_TASK OBJECTIVE_: Copy out everything from the line containing "In this photo, where can the arm" down to the end of the records, word for word. Leave out the pictures.

☆ ☆ ☆ ☆

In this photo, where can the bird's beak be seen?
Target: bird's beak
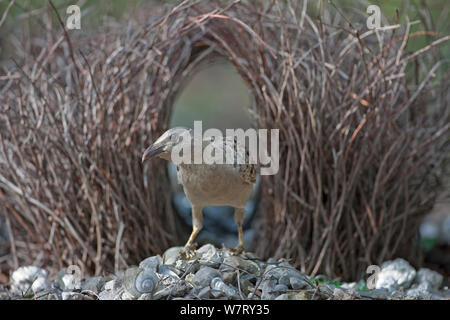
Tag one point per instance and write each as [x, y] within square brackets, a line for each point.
[152, 151]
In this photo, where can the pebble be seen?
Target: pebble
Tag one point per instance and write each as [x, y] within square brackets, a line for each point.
[204, 276]
[213, 274]
[395, 274]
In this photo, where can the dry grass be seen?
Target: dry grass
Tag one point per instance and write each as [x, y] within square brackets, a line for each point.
[359, 149]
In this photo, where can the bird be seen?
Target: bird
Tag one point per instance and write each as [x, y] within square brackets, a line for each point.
[213, 184]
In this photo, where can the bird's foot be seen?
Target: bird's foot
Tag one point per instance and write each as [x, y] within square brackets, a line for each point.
[238, 250]
[188, 252]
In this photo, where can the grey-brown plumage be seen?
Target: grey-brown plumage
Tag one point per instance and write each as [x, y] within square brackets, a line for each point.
[210, 184]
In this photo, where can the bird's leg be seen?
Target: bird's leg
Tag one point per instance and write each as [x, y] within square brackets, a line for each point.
[239, 214]
[197, 224]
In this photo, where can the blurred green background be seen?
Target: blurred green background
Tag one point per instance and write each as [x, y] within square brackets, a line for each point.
[216, 94]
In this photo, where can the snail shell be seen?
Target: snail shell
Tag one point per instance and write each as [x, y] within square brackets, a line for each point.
[138, 281]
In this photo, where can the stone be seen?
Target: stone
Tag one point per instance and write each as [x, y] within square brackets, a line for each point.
[302, 295]
[246, 286]
[420, 291]
[169, 271]
[395, 274]
[379, 294]
[171, 255]
[297, 283]
[161, 294]
[281, 287]
[205, 248]
[204, 293]
[151, 263]
[285, 280]
[233, 262]
[180, 289]
[430, 278]
[106, 295]
[204, 276]
[268, 289]
[146, 296]
[94, 284]
[229, 277]
[68, 295]
[211, 258]
[218, 284]
[40, 284]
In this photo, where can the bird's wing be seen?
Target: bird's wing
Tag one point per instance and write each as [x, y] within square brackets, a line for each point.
[241, 162]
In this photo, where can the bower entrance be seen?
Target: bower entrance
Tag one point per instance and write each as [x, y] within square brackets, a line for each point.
[217, 96]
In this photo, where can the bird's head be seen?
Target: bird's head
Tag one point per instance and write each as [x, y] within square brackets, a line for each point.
[162, 147]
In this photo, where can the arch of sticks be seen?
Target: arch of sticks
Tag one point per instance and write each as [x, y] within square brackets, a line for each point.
[358, 151]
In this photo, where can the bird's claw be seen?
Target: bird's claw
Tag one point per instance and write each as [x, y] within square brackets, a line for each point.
[188, 252]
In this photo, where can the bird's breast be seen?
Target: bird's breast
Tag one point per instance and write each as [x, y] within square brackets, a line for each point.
[215, 185]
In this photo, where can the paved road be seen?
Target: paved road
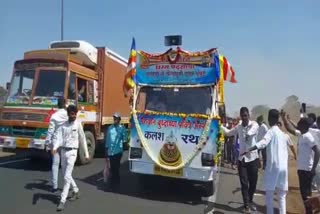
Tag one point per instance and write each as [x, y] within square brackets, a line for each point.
[24, 189]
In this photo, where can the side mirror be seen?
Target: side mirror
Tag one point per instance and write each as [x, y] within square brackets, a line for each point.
[8, 86]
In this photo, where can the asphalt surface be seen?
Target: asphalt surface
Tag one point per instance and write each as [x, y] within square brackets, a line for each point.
[24, 188]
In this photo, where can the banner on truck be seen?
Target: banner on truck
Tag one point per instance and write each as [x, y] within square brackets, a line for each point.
[178, 67]
[173, 139]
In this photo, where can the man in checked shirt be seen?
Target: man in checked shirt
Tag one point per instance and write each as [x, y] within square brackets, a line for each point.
[67, 138]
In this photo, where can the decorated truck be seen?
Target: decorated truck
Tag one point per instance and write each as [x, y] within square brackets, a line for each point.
[177, 111]
[84, 75]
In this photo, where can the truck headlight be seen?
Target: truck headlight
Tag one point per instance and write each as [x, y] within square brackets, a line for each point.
[135, 153]
[207, 159]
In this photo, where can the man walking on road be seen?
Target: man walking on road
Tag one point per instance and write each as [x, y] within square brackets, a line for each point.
[56, 120]
[308, 155]
[67, 138]
[261, 132]
[248, 164]
[276, 171]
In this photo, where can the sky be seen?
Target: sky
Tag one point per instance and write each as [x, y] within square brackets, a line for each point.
[273, 45]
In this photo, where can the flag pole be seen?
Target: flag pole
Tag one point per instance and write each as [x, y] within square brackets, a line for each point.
[61, 24]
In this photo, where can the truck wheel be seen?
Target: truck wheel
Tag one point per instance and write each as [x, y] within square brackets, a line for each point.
[209, 188]
[91, 144]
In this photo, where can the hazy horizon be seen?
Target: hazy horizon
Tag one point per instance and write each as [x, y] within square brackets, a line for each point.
[272, 45]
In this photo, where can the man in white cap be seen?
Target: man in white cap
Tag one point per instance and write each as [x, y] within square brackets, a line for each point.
[114, 142]
[68, 138]
[56, 120]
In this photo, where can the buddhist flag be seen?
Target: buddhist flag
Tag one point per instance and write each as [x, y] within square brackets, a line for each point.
[129, 82]
[227, 69]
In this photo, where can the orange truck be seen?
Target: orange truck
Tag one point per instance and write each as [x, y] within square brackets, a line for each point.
[84, 75]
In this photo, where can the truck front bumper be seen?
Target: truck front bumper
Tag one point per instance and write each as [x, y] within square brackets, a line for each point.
[21, 143]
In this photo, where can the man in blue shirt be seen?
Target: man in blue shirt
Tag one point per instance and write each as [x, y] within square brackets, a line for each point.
[114, 140]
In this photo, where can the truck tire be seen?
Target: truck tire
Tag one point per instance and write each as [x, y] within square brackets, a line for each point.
[209, 188]
[91, 144]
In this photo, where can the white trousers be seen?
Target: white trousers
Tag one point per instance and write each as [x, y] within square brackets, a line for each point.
[55, 169]
[68, 159]
[281, 201]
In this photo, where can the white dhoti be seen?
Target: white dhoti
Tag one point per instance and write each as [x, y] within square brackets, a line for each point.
[68, 159]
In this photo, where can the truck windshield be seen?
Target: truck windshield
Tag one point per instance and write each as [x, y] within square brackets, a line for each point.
[50, 84]
[175, 100]
[21, 86]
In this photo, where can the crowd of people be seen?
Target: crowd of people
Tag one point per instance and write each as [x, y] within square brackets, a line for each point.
[246, 139]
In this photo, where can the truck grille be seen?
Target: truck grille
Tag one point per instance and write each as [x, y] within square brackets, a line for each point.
[20, 131]
[22, 116]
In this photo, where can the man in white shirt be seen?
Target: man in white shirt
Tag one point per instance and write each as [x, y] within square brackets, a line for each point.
[261, 132]
[248, 164]
[67, 138]
[56, 120]
[308, 156]
[276, 171]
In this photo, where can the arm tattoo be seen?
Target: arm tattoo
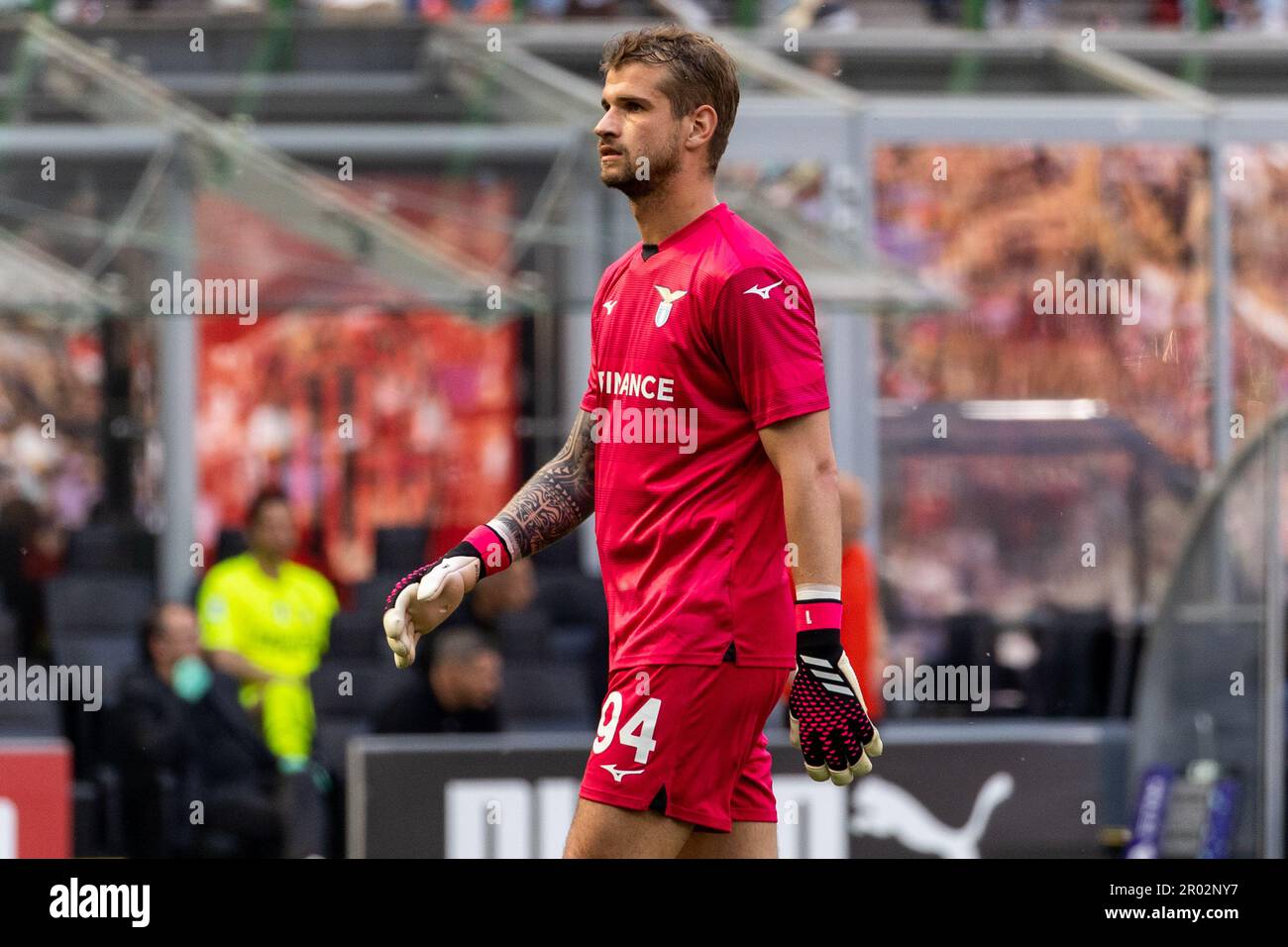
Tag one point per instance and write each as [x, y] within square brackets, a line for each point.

☆ ☆ ☆ ☆

_SOLVED PROBLEM_:
In this photo, where can the arm tattoo be seen?
Target: arm tattoo
Tag one point per instance and write each as [x, y] within square brackets, a line for each point.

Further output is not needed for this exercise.